**Aim**
Copy the records below word for word, starting with the line containing "For each instance of the window" and continuing through the end of the records, both ends included.

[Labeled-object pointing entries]

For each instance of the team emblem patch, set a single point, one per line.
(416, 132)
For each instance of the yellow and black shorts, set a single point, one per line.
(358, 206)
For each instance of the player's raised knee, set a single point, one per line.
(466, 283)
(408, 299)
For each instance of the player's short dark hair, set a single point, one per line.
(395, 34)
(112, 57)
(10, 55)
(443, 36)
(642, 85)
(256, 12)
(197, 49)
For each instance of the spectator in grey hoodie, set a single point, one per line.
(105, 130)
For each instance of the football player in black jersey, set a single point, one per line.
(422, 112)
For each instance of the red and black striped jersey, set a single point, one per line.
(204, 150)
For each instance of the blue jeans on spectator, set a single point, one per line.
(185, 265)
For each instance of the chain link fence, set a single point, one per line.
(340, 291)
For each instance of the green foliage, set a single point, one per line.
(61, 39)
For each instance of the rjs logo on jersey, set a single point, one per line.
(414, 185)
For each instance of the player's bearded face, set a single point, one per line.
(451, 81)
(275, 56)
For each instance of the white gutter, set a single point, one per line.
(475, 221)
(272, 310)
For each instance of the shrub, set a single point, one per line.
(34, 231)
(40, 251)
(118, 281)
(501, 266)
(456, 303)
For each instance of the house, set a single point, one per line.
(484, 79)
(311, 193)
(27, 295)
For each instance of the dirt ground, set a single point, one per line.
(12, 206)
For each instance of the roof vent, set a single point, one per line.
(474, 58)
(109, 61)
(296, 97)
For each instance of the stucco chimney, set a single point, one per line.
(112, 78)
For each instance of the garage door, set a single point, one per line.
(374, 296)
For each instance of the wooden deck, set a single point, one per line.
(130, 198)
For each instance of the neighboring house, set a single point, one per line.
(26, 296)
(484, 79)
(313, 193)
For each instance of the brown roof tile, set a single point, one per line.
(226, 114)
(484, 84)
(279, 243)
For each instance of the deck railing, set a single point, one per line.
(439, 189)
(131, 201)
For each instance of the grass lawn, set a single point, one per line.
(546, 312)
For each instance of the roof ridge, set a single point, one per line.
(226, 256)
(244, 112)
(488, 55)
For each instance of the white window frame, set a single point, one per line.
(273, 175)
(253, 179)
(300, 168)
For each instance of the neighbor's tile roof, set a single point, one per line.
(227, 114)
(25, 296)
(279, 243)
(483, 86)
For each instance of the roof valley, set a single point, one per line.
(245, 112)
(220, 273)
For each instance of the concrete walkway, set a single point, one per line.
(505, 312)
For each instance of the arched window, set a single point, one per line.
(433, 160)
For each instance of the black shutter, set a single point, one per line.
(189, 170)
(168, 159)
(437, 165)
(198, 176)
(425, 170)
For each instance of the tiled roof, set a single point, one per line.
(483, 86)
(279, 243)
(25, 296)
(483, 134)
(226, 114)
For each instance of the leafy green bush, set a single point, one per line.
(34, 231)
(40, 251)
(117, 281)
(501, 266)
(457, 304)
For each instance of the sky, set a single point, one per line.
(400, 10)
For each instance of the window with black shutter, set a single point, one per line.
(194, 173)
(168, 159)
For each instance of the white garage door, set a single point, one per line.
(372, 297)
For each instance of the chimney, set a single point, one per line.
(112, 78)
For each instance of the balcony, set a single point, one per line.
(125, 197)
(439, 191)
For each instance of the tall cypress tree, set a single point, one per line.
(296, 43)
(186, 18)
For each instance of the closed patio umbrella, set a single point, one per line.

**Result below**
For each instance of the window with black shutter, set a single point, one per line.
(194, 173)
(168, 159)
For each instance of the white garage door, set a single point, one per line.
(372, 297)
For each instance of the chimney, set a single point, one per line.
(112, 78)
For each instance of the balcony, set a single point, one per line.
(125, 197)
(439, 191)
For each instance of the tall cypress tree, set a single point, one per line.
(296, 43)
(186, 18)
For each instance of the closed patio umbrella, set a single point, one per line.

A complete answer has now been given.